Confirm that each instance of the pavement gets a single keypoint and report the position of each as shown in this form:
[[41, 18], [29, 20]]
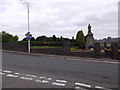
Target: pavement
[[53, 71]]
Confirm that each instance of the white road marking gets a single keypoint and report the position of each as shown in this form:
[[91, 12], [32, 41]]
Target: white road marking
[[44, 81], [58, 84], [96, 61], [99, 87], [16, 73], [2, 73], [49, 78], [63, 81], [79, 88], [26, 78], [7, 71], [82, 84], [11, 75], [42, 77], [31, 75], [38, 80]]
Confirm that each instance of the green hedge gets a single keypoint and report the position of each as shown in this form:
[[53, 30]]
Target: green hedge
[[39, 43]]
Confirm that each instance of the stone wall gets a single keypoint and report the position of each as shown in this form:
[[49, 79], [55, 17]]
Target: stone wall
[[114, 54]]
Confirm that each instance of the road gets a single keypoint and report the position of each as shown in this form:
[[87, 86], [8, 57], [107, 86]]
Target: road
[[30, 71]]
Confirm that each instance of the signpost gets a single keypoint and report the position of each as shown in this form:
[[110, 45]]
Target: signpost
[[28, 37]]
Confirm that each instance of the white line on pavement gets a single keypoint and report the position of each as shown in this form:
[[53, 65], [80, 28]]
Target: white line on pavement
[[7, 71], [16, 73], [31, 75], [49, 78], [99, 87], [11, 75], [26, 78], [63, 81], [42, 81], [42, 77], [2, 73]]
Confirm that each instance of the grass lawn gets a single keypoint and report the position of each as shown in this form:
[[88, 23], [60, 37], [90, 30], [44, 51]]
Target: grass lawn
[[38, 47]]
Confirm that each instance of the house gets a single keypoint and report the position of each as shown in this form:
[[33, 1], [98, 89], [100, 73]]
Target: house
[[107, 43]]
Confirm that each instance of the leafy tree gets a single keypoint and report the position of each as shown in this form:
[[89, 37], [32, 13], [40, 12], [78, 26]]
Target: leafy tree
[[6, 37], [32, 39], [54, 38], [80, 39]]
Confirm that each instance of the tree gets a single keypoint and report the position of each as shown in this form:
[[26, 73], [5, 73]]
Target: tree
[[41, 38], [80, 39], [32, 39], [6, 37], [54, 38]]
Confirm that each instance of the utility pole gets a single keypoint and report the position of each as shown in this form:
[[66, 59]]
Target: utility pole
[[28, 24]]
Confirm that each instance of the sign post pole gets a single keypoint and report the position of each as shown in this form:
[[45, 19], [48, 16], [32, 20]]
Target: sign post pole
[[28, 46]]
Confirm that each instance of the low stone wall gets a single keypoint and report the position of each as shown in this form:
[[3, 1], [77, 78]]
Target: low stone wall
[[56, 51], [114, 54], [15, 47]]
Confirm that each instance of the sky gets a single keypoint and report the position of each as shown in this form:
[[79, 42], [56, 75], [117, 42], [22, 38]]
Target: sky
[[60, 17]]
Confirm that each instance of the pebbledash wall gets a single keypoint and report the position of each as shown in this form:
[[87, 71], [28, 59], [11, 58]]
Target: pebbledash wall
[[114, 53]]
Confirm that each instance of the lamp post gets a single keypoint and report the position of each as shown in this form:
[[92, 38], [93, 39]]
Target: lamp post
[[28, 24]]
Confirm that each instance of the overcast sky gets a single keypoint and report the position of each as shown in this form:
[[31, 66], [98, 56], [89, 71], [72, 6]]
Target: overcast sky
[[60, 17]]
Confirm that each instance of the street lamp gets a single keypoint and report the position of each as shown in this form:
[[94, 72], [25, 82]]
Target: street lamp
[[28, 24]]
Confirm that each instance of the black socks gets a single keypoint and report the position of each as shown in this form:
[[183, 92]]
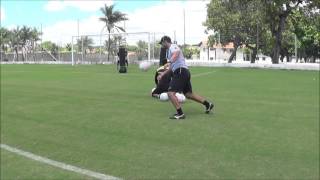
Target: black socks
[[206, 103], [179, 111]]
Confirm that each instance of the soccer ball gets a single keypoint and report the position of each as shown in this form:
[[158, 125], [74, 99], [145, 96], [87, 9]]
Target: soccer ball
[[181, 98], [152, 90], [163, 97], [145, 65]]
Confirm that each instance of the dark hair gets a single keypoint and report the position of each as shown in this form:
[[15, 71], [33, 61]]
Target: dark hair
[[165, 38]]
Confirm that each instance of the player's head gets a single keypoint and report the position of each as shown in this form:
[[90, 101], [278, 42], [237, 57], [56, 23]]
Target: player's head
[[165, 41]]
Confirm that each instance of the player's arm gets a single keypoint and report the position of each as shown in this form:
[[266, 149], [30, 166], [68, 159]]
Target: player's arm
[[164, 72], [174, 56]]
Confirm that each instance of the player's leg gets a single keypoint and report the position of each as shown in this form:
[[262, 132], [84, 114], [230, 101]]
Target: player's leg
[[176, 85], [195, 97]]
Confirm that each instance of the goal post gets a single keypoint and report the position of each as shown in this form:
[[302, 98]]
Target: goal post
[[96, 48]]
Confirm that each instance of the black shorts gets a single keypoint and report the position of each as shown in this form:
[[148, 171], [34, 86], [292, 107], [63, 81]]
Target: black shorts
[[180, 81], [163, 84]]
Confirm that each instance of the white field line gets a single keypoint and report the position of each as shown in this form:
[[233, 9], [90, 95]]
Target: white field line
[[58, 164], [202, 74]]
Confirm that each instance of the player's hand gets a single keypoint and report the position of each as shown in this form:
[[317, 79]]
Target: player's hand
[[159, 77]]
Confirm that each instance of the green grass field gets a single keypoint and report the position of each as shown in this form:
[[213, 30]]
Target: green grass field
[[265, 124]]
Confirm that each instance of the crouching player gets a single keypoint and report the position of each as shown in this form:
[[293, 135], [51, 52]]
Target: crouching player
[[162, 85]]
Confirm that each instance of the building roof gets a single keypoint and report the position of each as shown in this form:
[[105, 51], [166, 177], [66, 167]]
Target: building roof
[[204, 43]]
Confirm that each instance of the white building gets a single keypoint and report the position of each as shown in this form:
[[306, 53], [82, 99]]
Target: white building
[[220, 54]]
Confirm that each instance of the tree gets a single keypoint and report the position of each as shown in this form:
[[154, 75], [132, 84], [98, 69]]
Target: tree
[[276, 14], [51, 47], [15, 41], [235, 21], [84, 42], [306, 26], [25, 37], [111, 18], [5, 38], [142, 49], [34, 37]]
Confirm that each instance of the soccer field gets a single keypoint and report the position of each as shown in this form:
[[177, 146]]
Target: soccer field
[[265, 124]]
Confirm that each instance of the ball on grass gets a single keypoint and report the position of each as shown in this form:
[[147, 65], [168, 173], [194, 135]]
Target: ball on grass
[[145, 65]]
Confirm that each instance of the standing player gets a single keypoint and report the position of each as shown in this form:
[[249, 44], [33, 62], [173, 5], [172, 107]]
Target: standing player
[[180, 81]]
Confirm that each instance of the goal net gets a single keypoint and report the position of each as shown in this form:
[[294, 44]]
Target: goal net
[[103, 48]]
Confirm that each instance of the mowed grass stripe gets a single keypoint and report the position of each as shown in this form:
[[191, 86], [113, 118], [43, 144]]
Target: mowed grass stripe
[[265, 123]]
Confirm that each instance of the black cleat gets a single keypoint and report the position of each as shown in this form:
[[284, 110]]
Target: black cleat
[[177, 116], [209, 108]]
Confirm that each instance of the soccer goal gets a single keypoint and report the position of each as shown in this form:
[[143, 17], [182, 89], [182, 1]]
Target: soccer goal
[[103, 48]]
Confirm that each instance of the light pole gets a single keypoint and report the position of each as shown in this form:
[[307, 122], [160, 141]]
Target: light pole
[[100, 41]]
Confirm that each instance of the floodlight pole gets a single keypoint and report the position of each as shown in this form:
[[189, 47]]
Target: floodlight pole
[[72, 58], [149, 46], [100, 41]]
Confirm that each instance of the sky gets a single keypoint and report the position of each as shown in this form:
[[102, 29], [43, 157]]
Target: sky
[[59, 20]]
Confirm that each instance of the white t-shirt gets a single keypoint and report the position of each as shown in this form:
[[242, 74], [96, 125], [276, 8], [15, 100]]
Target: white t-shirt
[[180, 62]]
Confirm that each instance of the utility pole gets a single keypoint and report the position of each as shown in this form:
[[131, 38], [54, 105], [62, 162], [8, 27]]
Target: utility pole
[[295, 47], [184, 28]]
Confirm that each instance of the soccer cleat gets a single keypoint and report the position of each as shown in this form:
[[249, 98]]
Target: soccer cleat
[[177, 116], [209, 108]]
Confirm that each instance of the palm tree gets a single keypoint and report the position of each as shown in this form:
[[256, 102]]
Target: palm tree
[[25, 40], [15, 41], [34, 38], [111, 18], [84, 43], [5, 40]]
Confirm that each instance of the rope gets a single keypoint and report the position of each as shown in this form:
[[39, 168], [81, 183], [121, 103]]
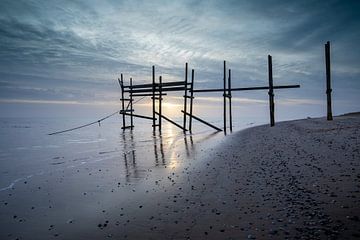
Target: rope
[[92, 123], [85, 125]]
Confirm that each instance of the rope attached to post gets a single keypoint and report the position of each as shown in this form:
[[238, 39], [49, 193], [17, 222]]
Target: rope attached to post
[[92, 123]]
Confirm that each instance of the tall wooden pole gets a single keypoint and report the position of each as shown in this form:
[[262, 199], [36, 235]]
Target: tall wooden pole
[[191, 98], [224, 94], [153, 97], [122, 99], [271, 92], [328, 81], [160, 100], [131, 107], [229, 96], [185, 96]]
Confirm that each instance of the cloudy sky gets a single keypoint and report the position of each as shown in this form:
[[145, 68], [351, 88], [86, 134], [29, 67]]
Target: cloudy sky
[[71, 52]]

_ _ _

- **Problem details**
Only the lines from the beginning of the listing up to and including the line with "Confirm that each instance of the grass" should appear in the reply, copied word for word and free of pictures.

- **Exercise answer**
Confirm that each instance of the pavement gets a single keypoint and report the position of each as shown in this form:
[[41, 18], [29, 20]]
Target: pavement
[[53, 71]]
Confirm that each instance of the white road marking gets a single keypoint and report the position of each as shown in this form:
[[91, 12], [32, 41]]
Target: white road marking
[[44, 81], [58, 84], [96, 61], [99, 87], [16, 73], [2, 73], [49, 78], [63, 81], [79, 88], [26, 78], [7, 71], [82, 84], [11, 75], [42, 77], [31, 75], [38, 80]]
Confirm that each instance of the green hedge gets a single keypoint and report the position of each as shown in this form:
[[53, 30]]
Target: green hedge
[[39, 43]]
Confirm that each instance of the stone wall gets a single keypoint and report the position of each as shown in this form:
[[49, 79], [55, 17]]
Target: stone wall
[[114, 54]]
Confirm that each instance of the road gets a single keypoint and report the position of each as shown in this form:
[[87, 86], [8, 57], [107, 86]]
Target: road
[[30, 71]]
Confirm that each instance of the signpost gets a single keypoint and report the position of each as shown in this form:
[[110, 45]]
Target: signpost
[[28, 37]]
Confirm that each instance of the white line on pavement gets a single keypoint and report the position of each as shown in this form:
[[53, 65], [80, 28]]
Target: white line on pavement
[[7, 71], [16, 73], [31, 75], [49, 78], [99, 87], [11, 75], [26, 78], [63, 81], [42, 81], [42, 77], [2, 73]]
Confirm that each instance of the grass lawn gets a single keypoint and report the position of each as shown in this form:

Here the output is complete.